= PROBLEM DETAILS =
Copy out every line of the data below word for word, leaving out the pictures.

begin MATERIAL PROVIDED

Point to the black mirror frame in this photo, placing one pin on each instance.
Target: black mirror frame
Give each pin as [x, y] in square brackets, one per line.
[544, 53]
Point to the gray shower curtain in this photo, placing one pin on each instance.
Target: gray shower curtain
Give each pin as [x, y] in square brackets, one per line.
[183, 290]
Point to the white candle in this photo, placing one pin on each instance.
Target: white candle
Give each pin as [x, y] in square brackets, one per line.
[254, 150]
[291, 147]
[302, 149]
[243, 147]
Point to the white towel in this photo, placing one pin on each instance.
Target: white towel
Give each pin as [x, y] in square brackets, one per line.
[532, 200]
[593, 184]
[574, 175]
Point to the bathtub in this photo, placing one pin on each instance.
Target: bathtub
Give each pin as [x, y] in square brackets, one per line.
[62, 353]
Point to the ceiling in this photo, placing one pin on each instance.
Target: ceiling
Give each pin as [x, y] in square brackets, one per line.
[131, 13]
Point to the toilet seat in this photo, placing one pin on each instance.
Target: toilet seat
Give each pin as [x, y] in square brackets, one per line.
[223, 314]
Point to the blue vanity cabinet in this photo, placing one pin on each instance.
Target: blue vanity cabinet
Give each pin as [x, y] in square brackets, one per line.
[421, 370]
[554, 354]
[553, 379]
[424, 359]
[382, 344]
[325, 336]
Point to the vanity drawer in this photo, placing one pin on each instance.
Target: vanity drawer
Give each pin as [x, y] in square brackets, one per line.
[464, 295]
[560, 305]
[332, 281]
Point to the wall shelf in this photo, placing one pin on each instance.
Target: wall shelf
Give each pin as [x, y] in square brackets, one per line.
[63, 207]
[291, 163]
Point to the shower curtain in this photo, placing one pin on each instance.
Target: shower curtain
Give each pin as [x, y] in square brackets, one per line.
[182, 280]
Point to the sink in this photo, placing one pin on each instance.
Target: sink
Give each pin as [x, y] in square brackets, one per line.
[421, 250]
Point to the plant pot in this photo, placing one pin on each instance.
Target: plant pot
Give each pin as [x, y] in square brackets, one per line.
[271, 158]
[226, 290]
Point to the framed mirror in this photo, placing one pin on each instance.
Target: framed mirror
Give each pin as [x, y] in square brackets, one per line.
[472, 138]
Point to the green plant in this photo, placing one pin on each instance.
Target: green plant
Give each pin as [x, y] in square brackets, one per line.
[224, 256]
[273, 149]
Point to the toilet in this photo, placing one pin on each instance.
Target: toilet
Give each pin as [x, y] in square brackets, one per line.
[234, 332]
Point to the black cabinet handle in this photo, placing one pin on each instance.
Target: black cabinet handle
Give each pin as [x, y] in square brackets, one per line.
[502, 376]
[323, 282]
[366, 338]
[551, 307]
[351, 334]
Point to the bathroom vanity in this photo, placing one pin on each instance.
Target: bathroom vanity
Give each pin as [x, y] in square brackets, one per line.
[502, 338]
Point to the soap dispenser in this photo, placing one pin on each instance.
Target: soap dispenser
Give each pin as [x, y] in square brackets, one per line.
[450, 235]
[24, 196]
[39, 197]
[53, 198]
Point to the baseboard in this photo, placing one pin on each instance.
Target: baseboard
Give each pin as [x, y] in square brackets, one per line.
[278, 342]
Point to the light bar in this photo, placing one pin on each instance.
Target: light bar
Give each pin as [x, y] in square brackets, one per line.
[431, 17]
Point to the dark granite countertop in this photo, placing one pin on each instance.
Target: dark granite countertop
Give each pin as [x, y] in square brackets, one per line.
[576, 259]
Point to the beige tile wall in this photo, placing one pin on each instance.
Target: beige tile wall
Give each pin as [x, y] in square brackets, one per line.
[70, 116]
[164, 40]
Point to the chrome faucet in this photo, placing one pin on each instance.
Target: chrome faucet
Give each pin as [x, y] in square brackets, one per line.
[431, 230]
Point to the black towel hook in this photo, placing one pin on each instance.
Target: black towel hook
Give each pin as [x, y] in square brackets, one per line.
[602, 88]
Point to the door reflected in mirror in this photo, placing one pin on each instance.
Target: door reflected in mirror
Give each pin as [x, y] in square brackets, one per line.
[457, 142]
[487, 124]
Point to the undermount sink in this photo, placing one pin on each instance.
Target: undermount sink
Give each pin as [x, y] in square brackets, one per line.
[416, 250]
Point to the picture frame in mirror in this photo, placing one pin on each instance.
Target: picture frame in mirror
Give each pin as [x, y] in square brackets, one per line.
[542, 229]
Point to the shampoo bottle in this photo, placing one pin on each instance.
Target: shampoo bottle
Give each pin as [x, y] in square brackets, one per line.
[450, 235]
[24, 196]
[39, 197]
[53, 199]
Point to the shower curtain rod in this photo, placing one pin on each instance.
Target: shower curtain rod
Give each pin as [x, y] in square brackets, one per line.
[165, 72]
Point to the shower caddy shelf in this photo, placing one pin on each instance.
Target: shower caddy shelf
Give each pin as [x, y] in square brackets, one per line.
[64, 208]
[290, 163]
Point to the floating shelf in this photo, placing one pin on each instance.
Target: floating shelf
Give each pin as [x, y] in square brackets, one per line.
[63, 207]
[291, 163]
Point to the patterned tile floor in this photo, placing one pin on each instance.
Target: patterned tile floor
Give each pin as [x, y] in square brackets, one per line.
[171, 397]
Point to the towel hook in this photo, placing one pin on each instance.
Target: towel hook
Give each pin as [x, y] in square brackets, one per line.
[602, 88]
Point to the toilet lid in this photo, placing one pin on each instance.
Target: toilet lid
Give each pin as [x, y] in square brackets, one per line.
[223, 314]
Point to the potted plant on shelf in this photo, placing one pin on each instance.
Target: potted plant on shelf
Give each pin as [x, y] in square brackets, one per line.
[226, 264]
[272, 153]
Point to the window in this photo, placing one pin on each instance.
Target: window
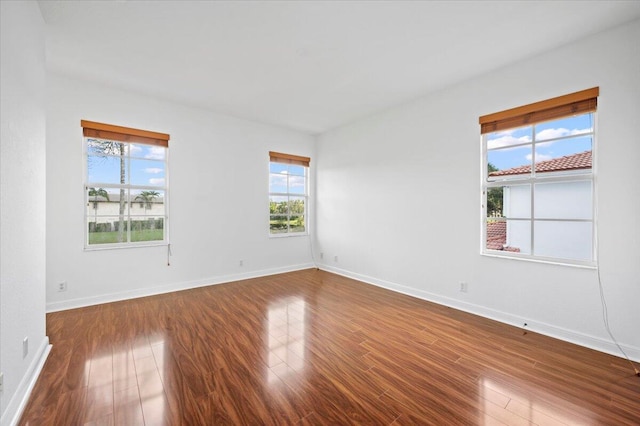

end MATERIAL PROVIDED

= EXERCISE OUTPUT =
Point to the black mirror frame in this photo, placing one pin on each instance.
Target: black mirror frame
Give each pin as [x, y] in square brackets, one per line.
[544, 53]
Point to the gray shower curtain in this photo, placing one pin on each instance.
Target: gray shower curtain
Give each pin as [x, y] in square brackets, one per line.
[183, 290]
Point to the white candle in this photo, placing one pin on each instance.
Target: white candle
Give each pin as [x, y] in square brackets, one per line.
[254, 150]
[291, 147]
[302, 149]
[243, 147]
Point to the white towel in this photo, placing one pin on each instance.
Target: white towel
Give each pin as [x, y] in square brackets, one per line.
[532, 200]
[593, 184]
[574, 175]
Point to the bathtub in this photo, placing one pin on each instance.
Target: bathtub
Give each pin as [x, y] in square brackets, one per line.
[62, 353]
Point to the ceiling in this photo, placing one pin on each instance.
Target: ceiling
Give each pin as [x, y] in square brackets, one per line.
[131, 13]
Point to the toilet seat in this photo, placing one pin on each instance.
Target: toilet seat
Give each pin as [x, y] in square brackets, one per line.
[223, 314]
Point to the blue vanity cabinet in this photo, placing one pin on each instance.
Target: blue vanity cabinet
Give each pin as [x, y] in square brackets, one per line.
[421, 370]
[554, 354]
[553, 379]
[424, 359]
[382, 344]
[325, 336]
Point to the vanity drawer in this photo, placing one pin on each instance.
Target: vanity drawer
Give each pin as [x, y] in square brackets, one per line.
[464, 295]
[560, 305]
[332, 281]
Point to the wall shelf in this photo, placing one pin on each instance.
Target: wall shelf
Give each pin as [x, y] in square brackets, one per line.
[63, 207]
[291, 163]
Point to the shower curtain in this photo, placing one pin on each instance.
Target: shower curtain
Give each pin as [x, y] in square brackets, one per line.
[182, 280]
Point to the sink in this photo, placing one pin on each instance.
Target: sink
Give each pin as [x, y] in square brackets, one per line.
[421, 250]
Point to the plant pot in this photo, placing one pin on each instance.
Target: plant pot
Give each pin as [x, y] in square brackets, one per line.
[271, 158]
[226, 290]
Point to the framed mirror in this photo, placing one pin on each instance.
Target: framed mirror
Give each pin as [x, y] in square brackets, one per line.
[472, 138]
Point to the green plant in this photo, placing one pin on each instance.
Target: green plant
Give each pin as [x, y] in square brackets, one per line.
[224, 256]
[273, 149]
Point to the toilet in this photo, placing one pin on each instance.
Target: toilet
Give each pin as [x, y] in square brackets, one per line.
[234, 332]
Point to the black cabinet handle in this photo, placing one pin on each instance.
Target: black cabinet handle
Give each pin as [x, y] in square brackets, one per line.
[502, 376]
[323, 282]
[366, 338]
[551, 307]
[351, 334]
Point to the bathroom vanity in this photo, placing one pin on each instance.
Target: bathroom vanity
Give each pin as [x, y] in square brackets, one per line.
[502, 338]
Point to the soap dispenser in this photo, placing one pin on each instance.
Target: soap dispenser
Give each pin as [x, y] in square brackets, one per line.
[450, 235]
[24, 196]
[39, 197]
[53, 198]
Point to the baseboard in this photo, placing one pin on each instance.
Target: baseboard
Give each pin as [x, y] in square brackets, one per line.
[278, 342]
Point to the light bar in this photo, placing one pin on each instance.
Target: light bar
Give each pin as [x, y] in square brackets, one per line.
[431, 17]
Point to the dark granite countertop in this photo, placing one pin on each instance.
Target: dark granite countertop
Give each pin as [x, y] in square brackets, one per line.
[576, 259]
Point to the beige tile wall in this photo, placing one pin on each instance.
Target: beige tile wall
Give each pin as [x, y] in square brackets, one per line.
[70, 116]
[164, 40]
Point to the chrome faucet in this photo, placing one pin on each instance.
Target: chrome faucet
Give each pin as [x, y] in square brackets, one per line.
[431, 230]
Point to the black towel hook in this photo, placing one pin on each instance.
Target: black towel hook
Give each pin as [x, y] in square brackets, one per line.
[602, 88]
Point to the door reflected in mirror in this photo, placing one pin on each instance.
Target: door reflected in mirror
Give each pin as [x, y] in square brackets, one per line.
[457, 142]
[487, 124]
Point to the undermount sink in this photo, placing one pin on each instance.
Target: undermount sink
Give each pin as [x, y] in square brackets, one per line.
[416, 250]
Point to the picture frame in mirror in this photo, placing one pin on each instance.
Target: picture frame in mirror
Give each pin as [x, y] in square brackets, one per line.
[542, 229]
Point to the shampoo bottle in this photo, placing one pin on each instance.
Target: shampoo bottle
Give each pin as [x, y] in square brackets, one per line.
[450, 235]
[24, 196]
[39, 197]
[53, 199]
Point to the shower curtain rod in this photo, placing one pin on each instance.
Target: shower curtain rod
Give each pin as [x, y] in square brackets, one per line.
[165, 72]
Point to the shower caddy shelf in this photo, placing one pin on each instance.
Target: shower caddy shelf
Give each pin as [x, y] in square brackets, one per line.
[64, 208]
[290, 163]
Point to the floating shelf in this photo, placing one pin on each instance.
Target: floating shelf
Give each pin as [x, y] in square brackets, one per line.
[63, 207]
[291, 163]
Point to the patterned tile floor in this photo, placing one pin on each instance.
Target: patterned tile floor
Give each pin as [x, y] in square brackets, one per line.
[171, 397]
Point to the towel hook in this photo, placing one pin on each instance.
Target: towel hook
Give each pin as [x, y] in square brackets, one per line.
[602, 88]
Point to the toilet lid in this photo, placing one pin on each instance.
Target: toilet lid
Give each pin as [x, y] in square brackets, one per line.
[223, 314]
Point to the potted plant on shelf in this photo, placing one pin on each instance.
Target: potted plant on shelf
Give each pin as [x, y] in square brackets, one per line.
[226, 264]
[272, 153]
Point to the window in this photo, placing one pin on each instance.
Target: window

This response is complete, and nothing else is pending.